■ What to work on
Lines of the material that include the string "like" should be returned.

■ Record set
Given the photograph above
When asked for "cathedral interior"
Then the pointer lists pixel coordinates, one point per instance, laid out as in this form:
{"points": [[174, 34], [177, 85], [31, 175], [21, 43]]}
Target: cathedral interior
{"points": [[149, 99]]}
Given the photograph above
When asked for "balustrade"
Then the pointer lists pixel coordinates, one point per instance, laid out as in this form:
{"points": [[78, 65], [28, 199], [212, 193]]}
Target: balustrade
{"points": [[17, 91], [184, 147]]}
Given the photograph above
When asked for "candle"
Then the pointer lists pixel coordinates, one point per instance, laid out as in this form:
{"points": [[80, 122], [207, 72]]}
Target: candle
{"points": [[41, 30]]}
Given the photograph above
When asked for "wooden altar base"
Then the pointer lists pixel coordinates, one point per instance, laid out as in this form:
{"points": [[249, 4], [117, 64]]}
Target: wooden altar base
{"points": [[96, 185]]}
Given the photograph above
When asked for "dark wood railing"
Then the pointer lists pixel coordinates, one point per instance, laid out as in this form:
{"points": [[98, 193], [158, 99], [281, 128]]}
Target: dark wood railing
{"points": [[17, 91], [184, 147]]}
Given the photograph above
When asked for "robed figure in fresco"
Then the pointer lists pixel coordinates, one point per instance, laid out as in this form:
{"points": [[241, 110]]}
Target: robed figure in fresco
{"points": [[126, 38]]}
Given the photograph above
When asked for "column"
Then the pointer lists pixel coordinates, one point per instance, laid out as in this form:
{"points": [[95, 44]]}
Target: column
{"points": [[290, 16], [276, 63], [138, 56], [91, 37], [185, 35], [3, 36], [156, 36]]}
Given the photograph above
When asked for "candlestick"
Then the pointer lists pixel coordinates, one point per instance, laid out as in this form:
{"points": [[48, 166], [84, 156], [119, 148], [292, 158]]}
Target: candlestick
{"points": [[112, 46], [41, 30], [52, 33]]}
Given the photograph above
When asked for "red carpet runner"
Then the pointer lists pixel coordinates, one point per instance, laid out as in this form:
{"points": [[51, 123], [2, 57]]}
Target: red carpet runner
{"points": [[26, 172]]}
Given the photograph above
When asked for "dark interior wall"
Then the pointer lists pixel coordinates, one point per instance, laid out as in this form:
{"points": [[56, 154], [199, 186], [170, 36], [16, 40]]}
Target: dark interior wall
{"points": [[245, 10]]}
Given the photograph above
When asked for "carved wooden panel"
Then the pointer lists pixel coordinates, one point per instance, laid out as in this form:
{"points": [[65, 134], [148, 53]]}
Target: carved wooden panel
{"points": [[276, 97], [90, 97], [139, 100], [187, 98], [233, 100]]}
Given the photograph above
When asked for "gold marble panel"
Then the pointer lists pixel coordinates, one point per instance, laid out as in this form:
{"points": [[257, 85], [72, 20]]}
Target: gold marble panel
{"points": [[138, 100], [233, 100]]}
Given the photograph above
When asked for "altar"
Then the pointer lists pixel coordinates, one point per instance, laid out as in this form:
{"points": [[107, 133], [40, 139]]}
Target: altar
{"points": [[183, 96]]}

* * *

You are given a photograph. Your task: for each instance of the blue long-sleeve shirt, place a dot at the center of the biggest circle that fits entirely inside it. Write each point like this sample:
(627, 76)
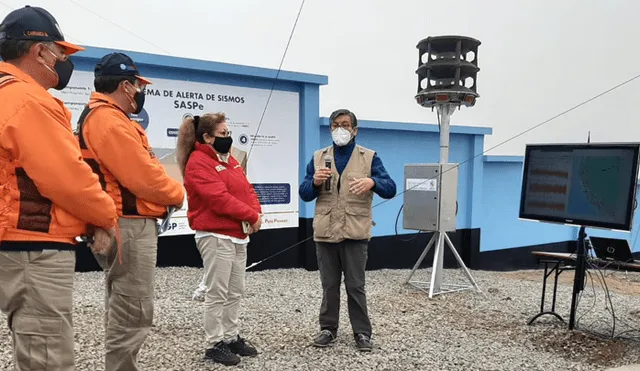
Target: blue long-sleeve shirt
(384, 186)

---

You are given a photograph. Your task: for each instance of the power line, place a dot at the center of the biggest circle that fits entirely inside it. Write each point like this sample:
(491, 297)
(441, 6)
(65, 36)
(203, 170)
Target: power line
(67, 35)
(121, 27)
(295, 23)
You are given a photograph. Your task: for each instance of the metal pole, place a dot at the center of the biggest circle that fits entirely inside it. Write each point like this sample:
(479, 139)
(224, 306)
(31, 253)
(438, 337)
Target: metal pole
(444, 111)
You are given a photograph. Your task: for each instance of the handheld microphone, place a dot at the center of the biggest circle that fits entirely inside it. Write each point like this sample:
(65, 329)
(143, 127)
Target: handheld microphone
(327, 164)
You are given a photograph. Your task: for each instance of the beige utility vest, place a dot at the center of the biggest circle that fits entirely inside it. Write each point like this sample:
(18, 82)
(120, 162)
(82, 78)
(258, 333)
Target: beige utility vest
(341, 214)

■ Response
You are given a photograph. Your task: for each instance of the blue long-sleeve shirt, place a dot at the center of the biggest circle that fits entirely inside it. Write each point like this sample:
You are given a photograph. Your task: for each instance of the power line, place a dot at the center of the biggest circle that fits entirely inside it. Write each point like this sample:
You are given a photograph. Your task: for each instance of the metal pole, place a dot at the center of the biggest circle that fits entirely inside it. Write each point like this sample:
You are given a photograph. Your task: for each instance of the handheld microphone, place a dot at the center of the biggest circle that fits entirely inside it. Write each point like this sample:
You are given a photograph. Your task: for each instance of the beige utility vest, place a dot at the center of the biggest circle that fits entirely inside it. Write each point like this sample:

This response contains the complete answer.